VERIFICA LA COMPRENSIONE:
• 1. Riassumi in due frasi il brano sulla storia di Francesco.
• 2. Trascrivi dal brano sulla storia di Francesco il passo che inizia con "La storia di" e termina con "davvero da capogiro.".

BRANO PROPOSTO:

::::

La storia di Francesco: la lettera

Francesco. Così avevamo deciso di chiamarlo. Ci avevamo pensato molto, avevamo discusso, valutato tutte le possibilità, le implicazioni, i pro e i contro e alla fine avevamo deciso di intraprendere questo percorso. Non sapevamo come sarebbe andata, ma la ragione e, se vogliamo, la necessità, di iniziare ebbero il sopravvento rispetto alle paure e ai dubbi. Non andò tutto in maniera lineare. Momenti in cui tutto filava liscio si alternarono a momenti di discesa, alcuni davvero da capogiro.

::::

[Voci di dati]
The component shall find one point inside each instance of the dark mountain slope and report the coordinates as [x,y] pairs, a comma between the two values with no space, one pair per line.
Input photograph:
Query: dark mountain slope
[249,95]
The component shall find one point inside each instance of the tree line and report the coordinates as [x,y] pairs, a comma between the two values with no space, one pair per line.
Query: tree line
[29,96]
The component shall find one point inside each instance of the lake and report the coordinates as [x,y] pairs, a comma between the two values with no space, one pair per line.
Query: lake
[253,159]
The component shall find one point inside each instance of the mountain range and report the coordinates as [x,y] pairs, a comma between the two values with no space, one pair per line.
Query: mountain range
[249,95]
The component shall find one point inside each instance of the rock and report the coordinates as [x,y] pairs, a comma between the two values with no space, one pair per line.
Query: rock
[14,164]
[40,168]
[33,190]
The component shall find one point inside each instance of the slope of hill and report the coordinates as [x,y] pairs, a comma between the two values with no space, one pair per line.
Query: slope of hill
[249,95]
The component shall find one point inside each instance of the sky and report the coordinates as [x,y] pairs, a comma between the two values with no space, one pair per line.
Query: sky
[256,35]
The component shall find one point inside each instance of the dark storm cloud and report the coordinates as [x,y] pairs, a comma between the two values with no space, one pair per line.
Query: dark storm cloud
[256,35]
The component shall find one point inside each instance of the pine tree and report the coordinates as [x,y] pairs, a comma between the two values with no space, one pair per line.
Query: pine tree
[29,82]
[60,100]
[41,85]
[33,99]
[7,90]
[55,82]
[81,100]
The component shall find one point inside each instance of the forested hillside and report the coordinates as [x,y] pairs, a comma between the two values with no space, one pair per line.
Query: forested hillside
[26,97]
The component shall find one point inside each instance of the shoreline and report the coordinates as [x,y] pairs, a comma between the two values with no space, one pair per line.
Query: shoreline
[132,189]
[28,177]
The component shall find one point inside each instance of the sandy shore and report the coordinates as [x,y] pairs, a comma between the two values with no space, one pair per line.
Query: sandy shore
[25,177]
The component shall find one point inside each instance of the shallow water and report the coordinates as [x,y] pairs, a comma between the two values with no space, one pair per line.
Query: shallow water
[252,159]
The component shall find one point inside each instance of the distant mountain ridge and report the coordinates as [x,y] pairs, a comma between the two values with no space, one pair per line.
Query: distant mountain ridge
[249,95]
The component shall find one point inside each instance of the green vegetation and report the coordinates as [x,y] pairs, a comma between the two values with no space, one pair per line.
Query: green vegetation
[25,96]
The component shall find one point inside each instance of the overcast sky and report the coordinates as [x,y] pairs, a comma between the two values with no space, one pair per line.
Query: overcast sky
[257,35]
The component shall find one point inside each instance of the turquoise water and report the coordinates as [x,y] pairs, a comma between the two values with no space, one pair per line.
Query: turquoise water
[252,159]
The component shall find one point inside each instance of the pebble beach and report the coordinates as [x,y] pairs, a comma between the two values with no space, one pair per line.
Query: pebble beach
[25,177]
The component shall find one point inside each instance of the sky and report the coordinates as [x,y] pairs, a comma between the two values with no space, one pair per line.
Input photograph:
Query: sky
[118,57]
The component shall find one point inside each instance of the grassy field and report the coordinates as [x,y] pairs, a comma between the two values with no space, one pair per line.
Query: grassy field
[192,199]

::::

SOLUZIONI:
• 1. Dopo averci pensato a lungo e aver valutato pro e contro, si decise di chiamarlo Francesco e di intraprendere un percorso, perché la ragione e la necessità di iniziare prevalsero su paure e dubbi. Il percorso non fu lineare: momenti in cui tutto filava liscio si alternarono a discese, alcune davvero da capogiro.

• 2.
La storia di Francesco: la lettera

Francesco. Così avevamo deciso di chiamarlo. Ci avevamo pensato molto, avevamo discusso, valutato tutte le possibilità, le implicazioni, i pro e i contro e alla fine avevamo deciso di intraprendere questo percorso. Non sapevamo come sarebbe andata, ma la ragione e, se vogliamo, la necessità, di iniziare ebbero il sopravvento rispetto alle paure e ai dubbi. Non andò tutto in maniera lineare. Momenti in cui tutto filava liscio si alternarono a momenti di discesa, alcuni davvero da capogiro.